### Selected text

Postby tomazzi » 2013-09-02 09:06

Actually, we ask this on job interviews for software engineers.

Ok, I uderstand,
just out of curiosity: how much time do You give them to find the algorithm and to proove its correctness?
(so I may test myself whether I'm good enough to get the job in Your company... :) )

edit:
I did a short reconnaissance over the net to get an overview of how others are solving such problems, but there's nothing especially interresting (maybe excluding this: http://stackoverflow.com/questions/137783/expand-a-random-range-from-15-to-17).

### Tasks to carry out
a - Answer these about the forum post, one line each, marked as the questions are:
(i) On what date and at what time was it posted?
(ii) For what kind of job is the problem said to be asked in interviews?
(iii) What two things does the poster ask how much time candidates get for?
b - Summarize the forum post in two sentences.
c - Rewrite the forum post's paragraph that begins "Ok, I uderstand" more briefly, keeping its main points.
Nothing in the records is needed for this work.

### Extracted information

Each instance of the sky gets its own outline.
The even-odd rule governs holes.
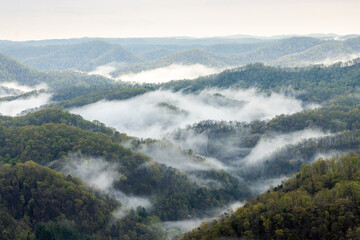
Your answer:
[[[1,0],[0,39],[359,34],[360,0]]]

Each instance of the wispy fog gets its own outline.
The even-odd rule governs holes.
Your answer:
[[[102,100],[70,111],[132,136],[160,139],[202,120],[263,120],[301,110],[301,101],[278,93],[212,89],[197,94],[159,90],[124,101]]]
[[[319,153],[315,154],[314,158],[312,159],[312,162],[315,162],[319,158],[328,159],[328,158],[336,157],[338,155],[346,154],[348,152],[353,152],[353,151],[354,151],[354,149],[353,150],[350,150],[350,149],[349,150],[343,150],[343,151],[330,150],[330,151],[326,151],[326,152],[319,152]]]
[[[335,56],[329,57],[324,60],[321,60],[321,61],[318,61],[315,63],[311,63],[311,64],[324,64],[326,66],[330,66],[337,62],[348,62],[348,61],[354,60],[359,57],[360,57],[360,53],[346,54],[346,55],[340,55],[340,56],[336,56],[336,57]]]
[[[163,225],[166,229],[177,229],[180,233],[185,233],[191,231],[194,228],[200,227],[201,223],[209,222],[217,219],[220,215],[225,214],[227,212],[232,212],[238,209],[239,207],[244,206],[244,202],[233,202],[227,206],[224,206],[221,209],[214,210],[212,213],[209,213],[209,217],[206,218],[196,218],[196,219],[188,219],[183,221],[169,221],[163,222]]]
[[[260,180],[252,182],[250,188],[254,194],[260,194],[266,192],[270,187],[276,187],[281,184],[282,181],[288,179],[288,177],[282,176],[279,178],[271,178],[266,180]]]
[[[263,137],[257,145],[251,150],[250,154],[244,159],[241,159],[241,164],[246,163],[248,165],[262,163],[272,154],[276,153],[282,147],[288,144],[296,144],[305,139],[319,138],[330,135],[320,130],[305,129],[302,131],[292,132],[288,134],[272,135]]]
[[[116,67],[111,64],[98,66],[94,71],[89,72],[90,75],[101,75],[107,78],[112,78],[111,73],[116,70]]]
[[[0,114],[16,116],[24,110],[40,107],[50,102],[51,94],[42,93],[12,101],[0,101]]]
[[[190,154],[179,146],[166,141],[142,145],[138,151],[152,157],[156,162],[180,169],[181,171],[207,171],[211,169],[225,170],[227,167],[214,158],[204,158]]]
[[[224,69],[209,68],[201,64],[179,65],[156,68],[139,73],[118,76],[117,79],[137,83],[164,83],[171,80],[195,79],[200,76],[219,73]]]
[[[8,96],[17,96],[26,92],[31,92],[34,90],[47,89],[45,83],[36,85],[36,86],[26,86],[21,85],[17,82],[0,82],[0,98]]]
[[[129,196],[123,192],[113,188],[115,181],[121,181],[121,173],[119,173],[119,166],[113,163],[106,162],[100,158],[89,158],[84,156],[69,156],[68,161],[62,172],[78,177],[87,184],[100,189],[120,201],[126,208],[135,208],[142,206],[150,208],[151,203],[148,199],[136,196]],[[124,215],[124,209],[119,210],[119,216]],[[126,215],[126,214],[125,214]]]

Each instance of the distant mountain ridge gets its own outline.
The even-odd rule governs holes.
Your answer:
[[[72,71],[41,72],[31,69],[8,56],[0,54],[0,82],[12,81],[28,86],[46,83],[49,87],[55,89],[70,85],[90,86],[113,83],[112,80],[101,76],[90,76]]]
[[[357,35],[279,36],[274,38],[82,38],[0,42],[0,52],[39,70],[90,72],[111,65],[113,76],[171,64],[238,67],[263,62],[304,66],[348,61],[360,54]]]

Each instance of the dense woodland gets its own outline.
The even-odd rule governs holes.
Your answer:
[[[280,186],[183,239],[359,239],[360,155],[303,165]]]
[[[306,48],[320,44],[308,40],[302,39],[307,42]],[[291,50],[288,44],[294,43],[287,41],[278,47],[287,46],[290,54],[296,46]],[[113,45],[106,48],[111,49],[109,56],[113,50],[123,51]],[[260,55],[272,54],[266,46],[261,49],[257,50]],[[198,52],[213,57],[203,50],[182,50],[173,57],[188,54],[192,59]],[[214,64],[218,61],[213,60]],[[2,82],[45,82],[50,87],[1,101],[44,92],[50,92],[53,101],[24,116],[0,116],[0,238],[166,239],[168,233],[161,221],[208,217],[209,211],[253,197],[233,214],[204,223],[184,238],[358,239],[359,153],[319,160],[311,166],[309,163],[321,152],[359,149],[359,79],[357,59],[305,68],[251,64],[193,81],[140,85],[75,72],[40,72],[0,55]],[[206,88],[257,88],[262,93],[281,92],[304,104],[321,105],[266,121],[194,123],[170,135],[174,143],[130,137],[66,110],[99,100],[129,99],[158,89],[197,94]],[[222,103],[235,102],[224,99]],[[174,114],[187,114],[167,102],[157,106]],[[169,167],[166,161],[158,163],[156,155],[150,157],[151,151],[164,148],[181,155],[184,161],[202,163],[204,157],[214,157],[228,165],[246,157],[261,139],[306,129],[319,129],[329,135],[288,144],[258,166],[182,171]],[[207,137],[205,146],[182,149],[176,144],[194,133]],[[126,209],[125,216],[117,217],[123,204],[114,196],[61,173],[73,156],[113,164],[117,174],[113,189],[149,199],[151,208]],[[290,180],[260,196],[254,196],[250,187],[253,181],[293,174]]]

### Correct answers
a -
(i) 2013-09-02 at 09:06
(ii) Software engineers
(iii) Finding the algorithm and proving its correctness

b - Responding to the remark that the problem is asked in job interviews for software engineers, tomazzi asks how much time candidates are given to find the algorithm and prove it correct, as a way to self-test. In an edit, tomazzi adds that a short search online turned up nothing especially interesting, except possibly one linked Stack Overflow question.

c - Understood. Out of curiosity, how long do candidates get to find the algorithm and prove it correct? I'd like to test whether I'm good enough for a job at your company.